Objective — Can you write out the stretch from the line containing "In this exercise you will label the person" through the end of the records, keeping the instruction line as it is but raising every coordinate by 120?

Material provided —
++++++
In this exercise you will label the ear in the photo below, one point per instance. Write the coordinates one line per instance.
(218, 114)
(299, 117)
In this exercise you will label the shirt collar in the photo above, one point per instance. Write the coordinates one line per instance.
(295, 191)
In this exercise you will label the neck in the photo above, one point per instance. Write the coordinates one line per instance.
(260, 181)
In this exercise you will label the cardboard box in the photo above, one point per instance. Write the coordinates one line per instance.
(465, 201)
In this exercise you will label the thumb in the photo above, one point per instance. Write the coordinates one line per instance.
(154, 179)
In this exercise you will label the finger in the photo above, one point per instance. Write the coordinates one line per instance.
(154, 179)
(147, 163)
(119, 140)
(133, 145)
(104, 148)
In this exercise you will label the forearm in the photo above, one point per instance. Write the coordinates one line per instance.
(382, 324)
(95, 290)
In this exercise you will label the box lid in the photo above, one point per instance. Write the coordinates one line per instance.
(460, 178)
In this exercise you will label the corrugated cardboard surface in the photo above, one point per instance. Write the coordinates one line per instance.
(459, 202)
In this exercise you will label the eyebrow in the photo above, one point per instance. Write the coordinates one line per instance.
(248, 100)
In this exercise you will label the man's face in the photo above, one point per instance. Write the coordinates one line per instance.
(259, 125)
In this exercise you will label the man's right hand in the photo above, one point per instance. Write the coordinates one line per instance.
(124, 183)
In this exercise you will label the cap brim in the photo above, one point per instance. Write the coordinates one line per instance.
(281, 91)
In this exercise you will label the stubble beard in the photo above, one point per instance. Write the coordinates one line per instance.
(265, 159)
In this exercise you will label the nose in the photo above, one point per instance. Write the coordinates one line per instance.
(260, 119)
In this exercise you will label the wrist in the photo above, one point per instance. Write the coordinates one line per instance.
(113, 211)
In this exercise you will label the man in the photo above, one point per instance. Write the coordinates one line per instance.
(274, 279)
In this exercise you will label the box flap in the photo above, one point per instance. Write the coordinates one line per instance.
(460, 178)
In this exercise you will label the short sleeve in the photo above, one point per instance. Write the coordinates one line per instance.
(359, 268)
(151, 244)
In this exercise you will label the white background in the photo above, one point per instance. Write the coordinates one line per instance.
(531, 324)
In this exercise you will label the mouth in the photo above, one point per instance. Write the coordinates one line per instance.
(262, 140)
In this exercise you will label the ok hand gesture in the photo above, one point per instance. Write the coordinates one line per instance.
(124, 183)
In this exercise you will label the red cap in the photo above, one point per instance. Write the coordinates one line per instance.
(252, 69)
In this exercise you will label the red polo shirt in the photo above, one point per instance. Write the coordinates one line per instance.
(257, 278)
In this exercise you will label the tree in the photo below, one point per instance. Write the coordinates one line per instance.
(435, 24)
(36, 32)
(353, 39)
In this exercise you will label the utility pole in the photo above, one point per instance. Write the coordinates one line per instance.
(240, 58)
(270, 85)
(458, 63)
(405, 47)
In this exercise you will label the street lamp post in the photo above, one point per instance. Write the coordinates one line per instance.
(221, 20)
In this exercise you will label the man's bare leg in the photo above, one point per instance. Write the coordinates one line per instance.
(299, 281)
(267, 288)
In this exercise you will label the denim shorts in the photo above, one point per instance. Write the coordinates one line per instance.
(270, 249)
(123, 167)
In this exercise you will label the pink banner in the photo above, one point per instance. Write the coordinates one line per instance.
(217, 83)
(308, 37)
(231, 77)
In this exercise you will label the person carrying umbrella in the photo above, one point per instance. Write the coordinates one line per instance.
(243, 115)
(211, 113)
++++++
Result for this exercise —
In this exercise you will label the person carrying umbrella in the photo above, one point per instance. Write the coordinates one line per instance.
(363, 235)
(331, 233)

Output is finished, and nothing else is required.